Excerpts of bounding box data

☆ ☆ ☆ ☆ ☆

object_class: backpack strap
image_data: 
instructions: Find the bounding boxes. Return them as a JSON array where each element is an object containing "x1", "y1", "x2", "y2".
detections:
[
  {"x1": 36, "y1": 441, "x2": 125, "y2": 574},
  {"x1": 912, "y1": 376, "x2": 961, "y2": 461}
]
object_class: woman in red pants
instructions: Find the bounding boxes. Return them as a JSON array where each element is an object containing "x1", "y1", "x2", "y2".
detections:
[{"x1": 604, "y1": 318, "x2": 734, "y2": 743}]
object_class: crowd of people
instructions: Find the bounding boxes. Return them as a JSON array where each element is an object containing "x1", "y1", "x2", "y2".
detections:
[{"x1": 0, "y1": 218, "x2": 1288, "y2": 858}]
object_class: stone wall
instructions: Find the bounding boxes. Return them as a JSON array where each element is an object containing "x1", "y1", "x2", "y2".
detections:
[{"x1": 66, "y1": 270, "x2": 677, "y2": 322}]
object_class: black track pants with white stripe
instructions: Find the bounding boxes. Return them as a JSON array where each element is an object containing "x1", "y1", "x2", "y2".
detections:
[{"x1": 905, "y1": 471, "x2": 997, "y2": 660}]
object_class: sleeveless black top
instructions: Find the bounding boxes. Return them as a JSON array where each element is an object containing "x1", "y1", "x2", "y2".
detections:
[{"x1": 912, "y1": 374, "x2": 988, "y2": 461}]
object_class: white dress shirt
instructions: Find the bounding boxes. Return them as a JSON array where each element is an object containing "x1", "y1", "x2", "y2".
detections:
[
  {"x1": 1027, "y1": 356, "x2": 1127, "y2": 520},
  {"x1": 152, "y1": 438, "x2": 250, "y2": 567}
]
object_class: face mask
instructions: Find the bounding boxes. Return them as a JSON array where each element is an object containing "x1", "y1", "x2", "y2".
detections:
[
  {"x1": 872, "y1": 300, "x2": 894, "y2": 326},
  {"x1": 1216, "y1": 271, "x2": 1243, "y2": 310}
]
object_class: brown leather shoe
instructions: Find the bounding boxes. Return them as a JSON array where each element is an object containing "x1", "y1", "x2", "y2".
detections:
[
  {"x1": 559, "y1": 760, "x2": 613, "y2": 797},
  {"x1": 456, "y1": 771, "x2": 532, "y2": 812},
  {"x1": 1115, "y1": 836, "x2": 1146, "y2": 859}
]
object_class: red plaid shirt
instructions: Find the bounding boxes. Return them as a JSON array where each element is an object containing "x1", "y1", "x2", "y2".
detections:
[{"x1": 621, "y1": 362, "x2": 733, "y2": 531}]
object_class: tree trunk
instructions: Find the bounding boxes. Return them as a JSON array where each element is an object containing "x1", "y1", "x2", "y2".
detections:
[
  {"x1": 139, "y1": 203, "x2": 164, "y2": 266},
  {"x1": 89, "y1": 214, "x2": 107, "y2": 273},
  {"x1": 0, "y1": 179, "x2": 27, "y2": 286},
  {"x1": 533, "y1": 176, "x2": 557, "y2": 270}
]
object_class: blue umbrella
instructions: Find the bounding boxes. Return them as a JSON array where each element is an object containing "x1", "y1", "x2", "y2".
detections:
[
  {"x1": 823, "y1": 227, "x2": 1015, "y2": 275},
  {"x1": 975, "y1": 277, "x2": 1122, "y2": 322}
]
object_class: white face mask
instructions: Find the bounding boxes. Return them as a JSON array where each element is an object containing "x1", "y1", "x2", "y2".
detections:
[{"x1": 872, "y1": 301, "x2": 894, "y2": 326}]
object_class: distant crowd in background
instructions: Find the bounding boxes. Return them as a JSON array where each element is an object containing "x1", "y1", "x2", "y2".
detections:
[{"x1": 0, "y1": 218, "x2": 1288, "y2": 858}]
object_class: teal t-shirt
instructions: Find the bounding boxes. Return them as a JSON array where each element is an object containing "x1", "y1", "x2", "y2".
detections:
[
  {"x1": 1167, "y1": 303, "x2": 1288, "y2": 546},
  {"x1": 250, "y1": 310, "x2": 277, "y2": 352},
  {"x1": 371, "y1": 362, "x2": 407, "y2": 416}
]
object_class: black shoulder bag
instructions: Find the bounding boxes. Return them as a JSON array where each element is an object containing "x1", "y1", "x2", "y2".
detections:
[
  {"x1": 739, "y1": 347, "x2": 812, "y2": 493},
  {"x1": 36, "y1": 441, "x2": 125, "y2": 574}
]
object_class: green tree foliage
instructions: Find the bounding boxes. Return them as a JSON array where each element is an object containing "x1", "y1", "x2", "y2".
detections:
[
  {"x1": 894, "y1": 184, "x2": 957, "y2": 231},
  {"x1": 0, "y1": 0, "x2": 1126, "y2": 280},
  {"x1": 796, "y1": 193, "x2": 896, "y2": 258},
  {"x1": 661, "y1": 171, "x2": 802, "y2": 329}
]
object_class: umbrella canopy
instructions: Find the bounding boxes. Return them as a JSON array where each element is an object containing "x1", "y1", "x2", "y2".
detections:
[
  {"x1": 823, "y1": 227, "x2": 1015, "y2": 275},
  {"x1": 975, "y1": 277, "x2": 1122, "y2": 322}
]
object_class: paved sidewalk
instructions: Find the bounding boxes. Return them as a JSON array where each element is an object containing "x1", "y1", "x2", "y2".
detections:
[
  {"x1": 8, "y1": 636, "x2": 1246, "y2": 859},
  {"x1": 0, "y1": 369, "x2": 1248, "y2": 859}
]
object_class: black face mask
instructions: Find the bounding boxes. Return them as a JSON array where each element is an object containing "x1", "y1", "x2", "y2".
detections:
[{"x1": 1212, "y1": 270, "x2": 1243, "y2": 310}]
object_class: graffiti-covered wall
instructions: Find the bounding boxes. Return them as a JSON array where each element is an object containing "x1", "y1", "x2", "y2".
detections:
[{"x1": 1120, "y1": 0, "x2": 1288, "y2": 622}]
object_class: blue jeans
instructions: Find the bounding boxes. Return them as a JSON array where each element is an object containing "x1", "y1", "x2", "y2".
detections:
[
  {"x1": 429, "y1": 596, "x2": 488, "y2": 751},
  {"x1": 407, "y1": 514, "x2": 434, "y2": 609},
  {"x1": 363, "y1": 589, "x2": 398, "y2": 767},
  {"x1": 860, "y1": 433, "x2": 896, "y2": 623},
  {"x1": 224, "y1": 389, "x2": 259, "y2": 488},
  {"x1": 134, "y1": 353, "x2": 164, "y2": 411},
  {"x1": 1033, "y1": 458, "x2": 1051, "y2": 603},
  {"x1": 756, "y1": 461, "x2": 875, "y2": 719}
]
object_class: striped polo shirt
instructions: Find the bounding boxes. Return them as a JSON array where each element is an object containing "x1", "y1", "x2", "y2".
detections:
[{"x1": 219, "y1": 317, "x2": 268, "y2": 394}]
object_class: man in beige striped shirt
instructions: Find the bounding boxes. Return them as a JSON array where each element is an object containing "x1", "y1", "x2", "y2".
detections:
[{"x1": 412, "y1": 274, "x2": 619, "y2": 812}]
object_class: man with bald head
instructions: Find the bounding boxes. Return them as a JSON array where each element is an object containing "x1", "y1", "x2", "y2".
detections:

☆ ☆ ☆ ☆ ☆

▶ _OBJECTIVE_: Retype every line of the records above without any changes.

▶ _THE RESPONSE_:
object_class: backpack strap
image_data: 
instructions: Find the bounding boxes. Return them as a JSON array where each element is an object containing "x1", "y1", "x2", "y2".
detections:
[
  {"x1": 36, "y1": 441, "x2": 125, "y2": 574},
  {"x1": 912, "y1": 376, "x2": 961, "y2": 461}
]
object_class: woman in red pants
instructions: Find the bounding boxes. Return them as a JSON array where each element is an object containing "x1", "y1", "x2", "y2".
detections:
[{"x1": 604, "y1": 318, "x2": 734, "y2": 743}]
object_class: crowd of people
instructions: Find the bounding boxes. Return them as a JSON array where each element is an object containing "x1", "y1", "x2", "y2".
detections:
[{"x1": 0, "y1": 218, "x2": 1288, "y2": 858}]
object_class: stone wall
instructions: Find the bounding boxes. Return them as a JSON array where each element is an object containing "x1", "y1", "x2", "y2".
detections:
[{"x1": 66, "y1": 270, "x2": 677, "y2": 322}]
object_class: black track pants with white stripe
instructions: Find the bounding boxes. Return them as a JSON array where each element is an object containing "x1", "y1", "x2", "y2".
detections:
[{"x1": 905, "y1": 471, "x2": 997, "y2": 660}]
object_class: sleeveless black top
instructions: Find the bounding boxes. Return them as a JSON array where each element is an object containing "x1", "y1", "x2", "y2".
detections:
[{"x1": 912, "y1": 374, "x2": 988, "y2": 461}]
object_class: white dress shirt
instructions: Find the bounding boxes. Return them as a JSON array where each element is an object containing "x1", "y1", "x2", "y2".
detections:
[
  {"x1": 1027, "y1": 356, "x2": 1127, "y2": 520},
  {"x1": 152, "y1": 438, "x2": 250, "y2": 567}
]
object_class: face mask
instructions: Find the bounding boxes. Return them as a JSON array where each element is an object containing "x1", "y1", "x2", "y2".
detections:
[
  {"x1": 872, "y1": 300, "x2": 894, "y2": 326},
  {"x1": 1216, "y1": 271, "x2": 1243, "y2": 310}
]
object_class: brown leather shoe
instructions: Find the bounding boxes. Return them as a JSON array where each element is an object containing "x1", "y1", "x2", "y2".
detections:
[
  {"x1": 559, "y1": 760, "x2": 613, "y2": 797},
  {"x1": 456, "y1": 771, "x2": 532, "y2": 812},
  {"x1": 1115, "y1": 836, "x2": 1146, "y2": 859}
]
object_class: red plaid shirt
instructions: Find the bounding boxes. Return them as a JSON array where each element is an object containing "x1", "y1", "x2", "y2".
detections:
[{"x1": 621, "y1": 362, "x2": 733, "y2": 531}]
object_class: tree trunk
instructions: Find the bounding boxes. Return them as a JSON array where each element is an object containing "x1", "y1", "x2", "y2".
detections:
[
  {"x1": 139, "y1": 203, "x2": 164, "y2": 266},
  {"x1": 89, "y1": 214, "x2": 107, "y2": 273},
  {"x1": 0, "y1": 179, "x2": 27, "y2": 286},
  {"x1": 533, "y1": 176, "x2": 557, "y2": 270}
]
object_class: blue umbrella
instructions: Find the bounding boxes. Return them as a JSON array where each element is an object containing "x1", "y1", "x2", "y2".
detections:
[
  {"x1": 823, "y1": 227, "x2": 1015, "y2": 275},
  {"x1": 975, "y1": 277, "x2": 1122, "y2": 322}
]
object_class: white face mask
instructions: Find the bounding boxes. Return them as a JSON array where each element is an object containing "x1", "y1", "x2", "y2".
detections:
[{"x1": 872, "y1": 301, "x2": 894, "y2": 326}]
object_class: distant crowd in background
instructions: Find the bounding boxes. Return them as a JSON array where each element is an object containing "x1", "y1", "x2", "y2".
detections:
[{"x1": 0, "y1": 218, "x2": 1288, "y2": 858}]
object_class: teal t-shirt
instructions: Find the bounding boxes. Return them as a JSON array where each element is an object containing "x1", "y1", "x2", "y2".
detections:
[
  {"x1": 1167, "y1": 303, "x2": 1288, "y2": 546},
  {"x1": 250, "y1": 310, "x2": 277, "y2": 352},
  {"x1": 371, "y1": 362, "x2": 407, "y2": 416}
]
object_class: black shoulder bag
instructions: Find the bounding boxes. Return them as a JSON array where each element is an object containing "x1", "y1", "x2", "y2".
detections:
[
  {"x1": 739, "y1": 347, "x2": 812, "y2": 493},
  {"x1": 36, "y1": 441, "x2": 125, "y2": 574}
]
object_class: green tree foliage
instructions: Find the bounding boxes. Return them as a JSON array where each element is an object containing "x1", "y1", "x2", "y2".
detections:
[
  {"x1": 894, "y1": 184, "x2": 957, "y2": 231},
  {"x1": 0, "y1": 0, "x2": 1126, "y2": 280},
  {"x1": 796, "y1": 193, "x2": 896, "y2": 258},
  {"x1": 661, "y1": 171, "x2": 802, "y2": 329}
]
object_class: umbrella canopy
instructions: Find the bounding boxes. Return them as a JSON array where each element is an object containing "x1", "y1", "x2", "y2".
detections:
[
  {"x1": 823, "y1": 227, "x2": 1015, "y2": 275},
  {"x1": 975, "y1": 277, "x2": 1122, "y2": 322}
]
object_class: paved sidewalk
instructions: Find the bounding boxes. Return them as a JSON array where each element is an object containing "x1", "y1", "x2", "y2".
detections:
[
  {"x1": 8, "y1": 636, "x2": 1246, "y2": 859},
  {"x1": 0, "y1": 369, "x2": 1248, "y2": 859}
]
object_class: black face mask
instructions: Find the bounding boxes. Return them as a JSON array where each element is an object containing "x1", "y1", "x2", "y2".
detections:
[{"x1": 1212, "y1": 270, "x2": 1243, "y2": 310}]
object_class: graffiti-covered wall
instructions: Find the bounding boxes. Return them as a JSON array where each element is an object containing "x1", "y1", "x2", "y2".
detections:
[{"x1": 1120, "y1": 0, "x2": 1288, "y2": 622}]
object_class: blue jeans
instructions: Find the bounding boxes. Return them as a JSON array where each element is an object containing "x1", "y1", "x2", "y2".
detections:
[
  {"x1": 429, "y1": 596, "x2": 488, "y2": 751},
  {"x1": 407, "y1": 514, "x2": 434, "y2": 609},
  {"x1": 363, "y1": 589, "x2": 398, "y2": 767},
  {"x1": 860, "y1": 433, "x2": 896, "y2": 623},
  {"x1": 224, "y1": 389, "x2": 259, "y2": 488},
  {"x1": 134, "y1": 353, "x2": 164, "y2": 411},
  {"x1": 1033, "y1": 458, "x2": 1051, "y2": 603},
  {"x1": 756, "y1": 461, "x2": 875, "y2": 719}
]
object_class: striped polo shirt
instructions: Find the bounding boxes. Return them as a JSON array where each element is an object containing "x1", "y1", "x2", "y2".
detections:
[{"x1": 219, "y1": 317, "x2": 268, "y2": 394}]
object_class: man in beige striped shirt
instructions: Find the bounding boxes. Return them as a JSON array where each element is an object containing "x1", "y1", "x2", "y2".
detections:
[{"x1": 412, "y1": 274, "x2": 619, "y2": 812}]
object_class: man with bald head
instructions: Find the bounding boxes. Return them as a JSON array where each element is an object containing "x1", "y1", "x2", "y2".
detections:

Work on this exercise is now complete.